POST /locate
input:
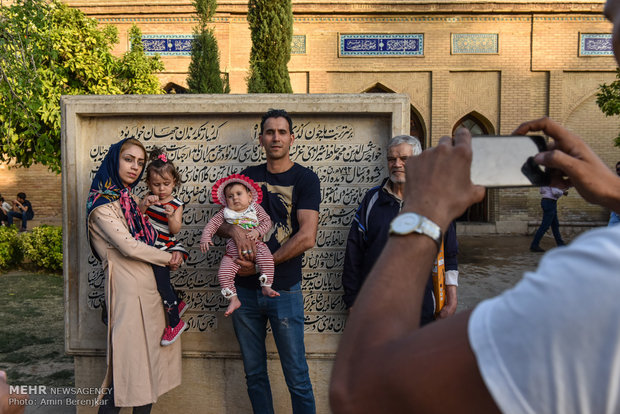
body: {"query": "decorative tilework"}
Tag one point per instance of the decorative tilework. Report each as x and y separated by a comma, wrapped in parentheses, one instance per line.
(381, 45)
(298, 45)
(595, 44)
(357, 19)
(475, 43)
(168, 45)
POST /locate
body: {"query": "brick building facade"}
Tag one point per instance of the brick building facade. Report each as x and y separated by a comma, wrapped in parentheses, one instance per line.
(490, 65)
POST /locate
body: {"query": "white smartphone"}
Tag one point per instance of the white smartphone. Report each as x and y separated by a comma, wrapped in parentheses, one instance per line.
(507, 161)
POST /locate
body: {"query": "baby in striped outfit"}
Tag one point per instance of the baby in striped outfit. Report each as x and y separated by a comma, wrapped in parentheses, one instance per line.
(241, 198)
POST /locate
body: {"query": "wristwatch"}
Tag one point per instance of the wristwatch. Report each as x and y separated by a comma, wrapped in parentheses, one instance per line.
(408, 223)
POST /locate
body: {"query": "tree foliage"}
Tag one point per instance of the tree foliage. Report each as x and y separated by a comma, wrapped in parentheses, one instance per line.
(47, 50)
(271, 24)
(204, 69)
(608, 99)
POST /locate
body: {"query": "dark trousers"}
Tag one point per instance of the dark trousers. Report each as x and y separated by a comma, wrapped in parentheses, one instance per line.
(14, 214)
(167, 293)
(107, 405)
(550, 219)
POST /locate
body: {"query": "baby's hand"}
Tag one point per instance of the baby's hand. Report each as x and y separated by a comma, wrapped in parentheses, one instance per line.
(253, 235)
(150, 200)
(269, 292)
(205, 246)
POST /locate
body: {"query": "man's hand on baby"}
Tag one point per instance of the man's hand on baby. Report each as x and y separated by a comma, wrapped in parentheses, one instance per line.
(204, 246)
(148, 201)
(253, 235)
(268, 291)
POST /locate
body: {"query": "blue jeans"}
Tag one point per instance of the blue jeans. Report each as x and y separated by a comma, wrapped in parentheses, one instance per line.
(550, 219)
(285, 313)
(22, 216)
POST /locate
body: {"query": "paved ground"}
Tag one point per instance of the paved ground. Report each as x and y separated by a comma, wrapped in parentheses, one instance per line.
(488, 265)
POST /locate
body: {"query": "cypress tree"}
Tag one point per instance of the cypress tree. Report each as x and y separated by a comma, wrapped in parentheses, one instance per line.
(204, 69)
(271, 24)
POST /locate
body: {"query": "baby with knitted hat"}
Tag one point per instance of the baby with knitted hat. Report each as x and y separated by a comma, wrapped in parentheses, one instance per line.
(241, 198)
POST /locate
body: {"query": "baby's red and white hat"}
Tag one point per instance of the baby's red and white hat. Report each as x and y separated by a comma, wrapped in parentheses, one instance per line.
(217, 192)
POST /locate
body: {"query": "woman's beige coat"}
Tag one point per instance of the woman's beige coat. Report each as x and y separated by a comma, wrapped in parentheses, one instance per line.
(140, 367)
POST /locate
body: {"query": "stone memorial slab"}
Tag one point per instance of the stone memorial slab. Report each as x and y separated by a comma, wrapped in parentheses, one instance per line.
(341, 137)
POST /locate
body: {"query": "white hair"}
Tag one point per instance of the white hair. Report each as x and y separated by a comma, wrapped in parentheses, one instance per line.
(406, 139)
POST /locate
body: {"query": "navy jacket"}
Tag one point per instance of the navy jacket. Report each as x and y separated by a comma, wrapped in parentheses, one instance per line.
(369, 233)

◆ ◆ ◆ ◆

Excluding the pictures, transcribe each entry above word for word.

POST /locate
input:
body: {"query": "decorative tilework"}
Tag one point per instance of the decorative tilework. Report each as x and y separated by a comma, wrapped in parentheses, one instance per line.
(381, 45)
(298, 45)
(595, 44)
(357, 19)
(475, 43)
(168, 45)
POST /locate
body: {"query": "brick building facade"}
Tag one point per instance of the brick building facade. Report each as x and y separated by a comma, wrapped in parentheses, one instance per line.
(490, 65)
POST /locate
body: {"query": "white smartphone"}
Tag one point per instance of the white smartphone. Report each as x and y separated by a comma, wrapped in parentheses, one instance per line.
(507, 161)
POST /locate
body: {"query": "baby in striped outfit"}
Tag one point per instance of the baby in striped outfit. Report each as x and y separated by a comma, wrapped in parentheses, one instance per line.
(241, 198)
POST /locate
body: {"query": "wristwatch"}
Tag one point per instance of the wristwatch. Report each as x and y separated by a comma, wrapped in parentheses, one instance per line.
(408, 223)
POST /locate
body: {"query": "tree foliage"}
Tag one point per instance of the tree foliage. Report each as x and y separated by a comma, wrapped in parentheses, one instance per line.
(47, 50)
(271, 24)
(204, 69)
(608, 99)
POST /locate
body: {"query": "dark trousers"}
Tag one point per instance of the dark trousers. Report each as x and y separated by a comma, wrapped in parentheses, one instance per line.
(14, 214)
(167, 293)
(107, 405)
(550, 219)
POST /locate
body: {"query": "baby's hand"}
Tag one point per instance of the baby's hand. Report each as x and y separated by a comma, wrapped in parentheses, one instance per line.
(253, 235)
(150, 200)
(269, 292)
(205, 246)
POST /locate
body: {"query": "man's hand on baby"}
Tag one point per instance of the man's hand on baby. Report each as x and y separated by a comma, wrapped in parentheses, one instance per line.
(204, 246)
(148, 201)
(253, 235)
(268, 291)
POST /locate
body: {"query": "blue jeans"}
Tag one point per instance of the blue jeans. Report each as x and y separated by a comma, wrapped in parentheses, one instance per line.
(550, 219)
(285, 313)
(22, 216)
POST /locate
body: {"query": "paved ground"}
Tag one point per instance of the paved ground. Report each as x and y separated by a comma, wrapped in parentheses, one instance per line.
(488, 265)
POST /locate
body: {"query": "cypress tree"}
Tag one point per instance of the cypress tree. Report each as x and y separated by a comma, wrapped in parentheses, one instance per line.
(204, 69)
(271, 24)
POST /locate
body: {"query": "baby with knitted hat"}
Tag one point per instance of the baby with knitted hat. Report each as x and y separated by a comma, wrapped in parentheses, one instance per line.
(241, 198)
POST /locate
body: {"query": "baby's red and white hat"}
Tag one point per instance of the baby's red and white hat. Report each as x and y separated by a comma, wrapped in parentheses, one instance per line.
(217, 192)
POST /locate
body: {"query": "woman's beige coat"}
Tag one point per instance of the woman's beige coat. Report each as x and y separated by a comma, wrapped in parentheses, one instance per line.
(140, 367)
POST /locate
body: {"query": "stone memorial slab"}
Tag one point per instance of the stone memorial slab. Report each as x and y separated by a comma, wrapped in parentheses, one instance per line.
(341, 137)
POST /locate
body: {"query": "white hair"}
Tag one point per instance of the white hair. Report each as x and y separated by a comma, wrapped in parentheses, one instance per line.
(406, 139)
POST /locate
body: {"query": "navy jacket"}
Tag one point per instance of the navy jacket. Report each as x and y separated by a comma, wrapped in parentheses, one instance per line.
(369, 233)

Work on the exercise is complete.